The data below is to be repeated in full, exactly as shown.

(Dataset excerpts)
= = = =

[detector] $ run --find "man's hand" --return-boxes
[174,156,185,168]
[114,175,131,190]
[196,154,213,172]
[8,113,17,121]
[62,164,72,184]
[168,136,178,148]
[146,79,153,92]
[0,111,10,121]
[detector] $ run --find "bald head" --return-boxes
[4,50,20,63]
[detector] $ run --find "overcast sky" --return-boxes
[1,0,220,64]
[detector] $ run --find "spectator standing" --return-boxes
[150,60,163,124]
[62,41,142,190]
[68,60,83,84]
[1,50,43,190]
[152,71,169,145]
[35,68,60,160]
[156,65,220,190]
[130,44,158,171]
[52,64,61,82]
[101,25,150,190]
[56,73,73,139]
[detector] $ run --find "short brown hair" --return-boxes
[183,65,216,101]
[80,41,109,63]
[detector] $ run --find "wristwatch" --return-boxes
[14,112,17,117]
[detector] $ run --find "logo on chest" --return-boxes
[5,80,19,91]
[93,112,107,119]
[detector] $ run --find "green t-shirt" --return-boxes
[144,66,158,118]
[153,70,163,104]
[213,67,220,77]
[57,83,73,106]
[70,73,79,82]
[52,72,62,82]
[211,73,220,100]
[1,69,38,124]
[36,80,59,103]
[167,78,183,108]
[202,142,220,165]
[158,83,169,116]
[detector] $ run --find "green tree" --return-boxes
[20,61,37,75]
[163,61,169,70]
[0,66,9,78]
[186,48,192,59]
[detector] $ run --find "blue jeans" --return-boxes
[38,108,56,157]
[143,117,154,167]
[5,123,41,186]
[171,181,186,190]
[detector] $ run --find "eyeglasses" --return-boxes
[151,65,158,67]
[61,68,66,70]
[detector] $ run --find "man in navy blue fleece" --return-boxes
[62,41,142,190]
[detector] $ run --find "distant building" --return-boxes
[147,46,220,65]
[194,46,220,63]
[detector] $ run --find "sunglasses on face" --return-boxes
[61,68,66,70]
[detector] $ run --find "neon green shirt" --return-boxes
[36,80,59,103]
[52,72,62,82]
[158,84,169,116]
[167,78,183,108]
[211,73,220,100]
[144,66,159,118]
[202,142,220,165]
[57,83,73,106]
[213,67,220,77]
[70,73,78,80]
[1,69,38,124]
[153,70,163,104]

= = = =

RESULT OF THE TASK:
[detector] $ run --find "man's hand" --return-boxes
[174,156,185,168]
[114,175,131,190]
[196,154,213,172]
[8,113,17,121]
[62,164,72,184]
[168,136,178,148]
[146,79,153,92]
[0,111,10,121]
[detector] $ run --find "bald head" --return-boxes
[4,50,20,63]
[detector] $ run --find "overcast sky" --return-boxes
[1,0,220,64]
[detector] $ run --find "spectator standing" --return-boxes
[150,60,163,124]
[62,41,142,190]
[68,60,83,84]
[1,50,43,190]
[152,71,169,145]
[35,68,60,160]
[156,65,220,190]
[130,44,158,171]
[52,64,61,82]
[101,25,150,190]
[56,73,73,139]
[detector] $ run --find "short brown hair" --return-boxes
[183,65,216,101]
[80,41,109,63]
[detector] $ run --find "wristwatch" --return-boxes
[14,112,17,117]
[detector] $ run --find "logo on chest" --return-boxes
[5,80,19,91]
[93,112,107,119]
[detector] $ run --find "green t-shirt" --return-boxes
[144,66,158,118]
[153,70,163,104]
[213,67,220,77]
[57,83,73,106]
[70,73,79,82]
[52,72,62,82]
[211,73,220,100]
[1,69,38,124]
[36,80,59,103]
[167,78,183,108]
[202,142,220,165]
[158,83,169,116]
[detector] $ run --find "green tree" --return-boxes
[20,61,37,75]
[163,61,169,70]
[0,66,9,78]
[186,48,192,59]
[detector] $ run --find "blue jeans" --return-boxes
[38,108,56,157]
[143,117,154,167]
[5,123,41,186]
[171,181,186,190]
[detector] $ run --find "eyeglasses" --return-boxes
[151,65,158,67]
[61,68,66,70]
[detector] $ run --find "man in navy blue fleece" --return-boxes
[62,41,142,190]
[detector] $ run --find "distant building" --return-boxes
[147,46,220,65]
[194,46,220,63]
[detector] $ run --find "sunglasses on face" --return-boxes
[61,68,66,70]
[detector] $ run --find "neon green shirt" --return-boxes
[36,80,59,103]
[52,72,62,82]
[158,84,169,116]
[167,78,183,108]
[211,73,220,100]
[144,66,159,118]
[202,142,220,165]
[57,83,73,106]
[213,67,220,77]
[70,73,78,80]
[1,69,38,124]
[153,70,163,104]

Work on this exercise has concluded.